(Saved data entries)
══════════
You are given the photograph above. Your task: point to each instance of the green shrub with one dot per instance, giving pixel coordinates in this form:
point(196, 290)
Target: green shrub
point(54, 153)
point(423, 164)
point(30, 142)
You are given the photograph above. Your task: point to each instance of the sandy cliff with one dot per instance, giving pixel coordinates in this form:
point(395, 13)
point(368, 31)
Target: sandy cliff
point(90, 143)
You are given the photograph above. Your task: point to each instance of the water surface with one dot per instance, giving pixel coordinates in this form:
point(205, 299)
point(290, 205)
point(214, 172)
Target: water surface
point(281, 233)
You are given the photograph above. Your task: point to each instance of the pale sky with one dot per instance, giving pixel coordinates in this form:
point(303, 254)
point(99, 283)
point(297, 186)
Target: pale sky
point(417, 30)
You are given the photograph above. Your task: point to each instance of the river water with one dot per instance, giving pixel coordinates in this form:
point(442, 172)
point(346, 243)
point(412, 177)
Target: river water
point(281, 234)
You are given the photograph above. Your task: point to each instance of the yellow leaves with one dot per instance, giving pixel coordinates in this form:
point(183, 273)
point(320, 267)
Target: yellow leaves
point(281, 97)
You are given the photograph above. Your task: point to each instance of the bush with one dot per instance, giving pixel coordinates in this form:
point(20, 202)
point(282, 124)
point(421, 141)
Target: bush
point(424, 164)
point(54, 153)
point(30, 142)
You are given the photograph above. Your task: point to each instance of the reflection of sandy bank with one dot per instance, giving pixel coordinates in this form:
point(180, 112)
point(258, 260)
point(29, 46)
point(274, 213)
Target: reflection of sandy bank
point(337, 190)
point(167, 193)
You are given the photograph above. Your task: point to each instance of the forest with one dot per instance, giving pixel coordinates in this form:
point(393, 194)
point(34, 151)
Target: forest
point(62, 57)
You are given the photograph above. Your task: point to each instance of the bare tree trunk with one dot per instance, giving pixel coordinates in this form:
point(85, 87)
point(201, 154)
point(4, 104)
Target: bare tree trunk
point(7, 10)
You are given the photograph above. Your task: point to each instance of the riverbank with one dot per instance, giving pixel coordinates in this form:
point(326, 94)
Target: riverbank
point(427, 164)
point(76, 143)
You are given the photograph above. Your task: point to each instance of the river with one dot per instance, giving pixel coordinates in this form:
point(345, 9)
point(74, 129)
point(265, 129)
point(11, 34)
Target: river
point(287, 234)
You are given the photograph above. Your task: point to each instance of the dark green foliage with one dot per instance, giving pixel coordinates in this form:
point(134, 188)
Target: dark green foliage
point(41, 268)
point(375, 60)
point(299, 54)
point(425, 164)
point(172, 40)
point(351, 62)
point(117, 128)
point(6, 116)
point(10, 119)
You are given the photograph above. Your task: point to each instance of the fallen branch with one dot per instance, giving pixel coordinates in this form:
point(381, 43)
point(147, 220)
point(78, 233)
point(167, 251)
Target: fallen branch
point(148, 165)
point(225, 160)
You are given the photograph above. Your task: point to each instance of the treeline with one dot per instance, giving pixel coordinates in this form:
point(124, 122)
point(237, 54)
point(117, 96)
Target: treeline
══════════
EXERCISE INSTRUCTIONS: Could you give the data again, word for word?

WRITTEN RESPONSE:
You are given the photograph above. Your task: point to each instance of the green shrub with one dot per instance, giving pixel coordinates in this form:
point(196, 290)
Target: green shrub
point(54, 153)
point(423, 164)
point(30, 142)
You are given the photograph above. Your task: point to each instance of the sandy cliff with one dot per instance, giving pixel coordinates in this form:
point(395, 13)
point(368, 31)
Target: sandy cliff
point(90, 143)
You are given the photograph above. Your task: point to each instance of the water surface with one dot per instance, giving pixel coordinates in this form:
point(205, 299)
point(290, 205)
point(214, 172)
Target: water surface
point(281, 233)
You are given the photograph above. Your task: point to each instance of the pale sky with one dot per instance, giving pixel coordinates in this form:
point(303, 254)
point(99, 283)
point(297, 186)
Target: pale sky
point(417, 30)
You are given the photograph above. Your task: point to each instance of the river water with one dot per instance, giving pixel coordinates in this form:
point(442, 172)
point(346, 243)
point(412, 177)
Target: river water
point(281, 234)
You are given the photograph above. Your task: point to each instance of the yellow leaves with one dot per instance, giving pixel coordinates in this form:
point(183, 273)
point(320, 267)
Target: yellow leaves
point(281, 97)
You are given the photograph above. Your task: point to each instance of the bush with one dot per instance, giving pixel coordinates in this form:
point(20, 202)
point(282, 124)
point(421, 141)
Target: bush
point(424, 164)
point(54, 153)
point(30, 142)
You are given the photograph above. Your task: point to each instance of the reflection of sandy bank with one dot per instance, giving pixel coordinates in this form:
point(180, 112)
point(258, 260)
point(29, 46)
point(274, 213)
Target: reflection of sandy bank
point(337, 190)
point(167, 193)
You are given the photograph above. Your task: point to each instance of the forest with one dot per instance, giving pixel coordinates in this form:
point(393, 194)
point(34, 151)
Target: forest
point(62, 57)
You are given the photograph above. Your task: point to each instance of the bare tree trunk with one dot per instance, giving pixel coordinates in this form:
point(85, 87)
point(201, 154)
point(4, 104)
Target: bare tree trunk
point(7, 10)
You are given the photograph above. Your task: point to each instance of the riverbank with one dot per instance, giving pixel coordinates in this form:
point(326, 94)
Target: riverbank
point(427, 164)
point(76, 143)
You are given the photograph above. Your task: point to each instance of the river with one dot per instance, giving pixel coordinates in this form:
point(345, 9)
point(74, 129)
point(265, 129)
point(11, 34)
Target: river
point(287, 234)
You are given the photograph above. Your task: point to each instance of the dark green foliage with one dot per instance, giving pixel coordinates in this form:
point(134, 188)
Target: dark green foliage
point(41, 268)
point(375, 60)
point(299, 54)
point(425, 164)
point(172, 40)
point(351, 62)
point(117, 128)
point(6, 116)
point(10, 119)
You are given the photograph above. Your task: point to each instance of the fallen branch with one dot per instance, giving pixel coordinates in this form:
point(381, 43)
point(147, 220)
point(78, 233)
point(167, 251)
Target: fallen branch
point(148, 165)
point(225, 160)
You are given the photograph above. Your task: point to each instance of the treeline with one dot per instance, giving pixel coordinates in this form:
point(124, 122)
point(237, 54)
point(117, 96)
Target: treeline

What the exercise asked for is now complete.